Instructions to follow: Leave every image out, and return the rest of the data word for word.

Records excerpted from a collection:
● ● ●

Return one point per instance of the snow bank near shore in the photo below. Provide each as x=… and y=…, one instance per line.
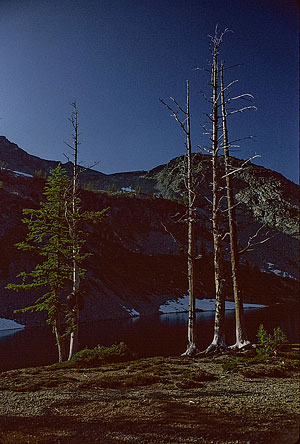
x=8, y=324
x=182, y=304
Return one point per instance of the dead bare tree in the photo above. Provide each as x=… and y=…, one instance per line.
x=240, y=328
x=218, y=343
x=186, y=127
x=76, y=299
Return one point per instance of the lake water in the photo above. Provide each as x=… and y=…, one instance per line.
x=163, y=335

● ● ●

Task result:
Return one point per instance of the snow bank near shore in the photo below. Provide each as x=… and y=…, one instance per line.
x=8, y=324
x=182, y=304
Return one point per instance of the dead bare tree in the photo above. Provide each as x=… and y=…, one instance per line.
x=240, y=328
x=218, y=343
x=186, y=127
x=76, y=299
Return one point per instance of the lake water in the photo above. Provide each as x=… and y=…, one instance per line.
x=163, y=335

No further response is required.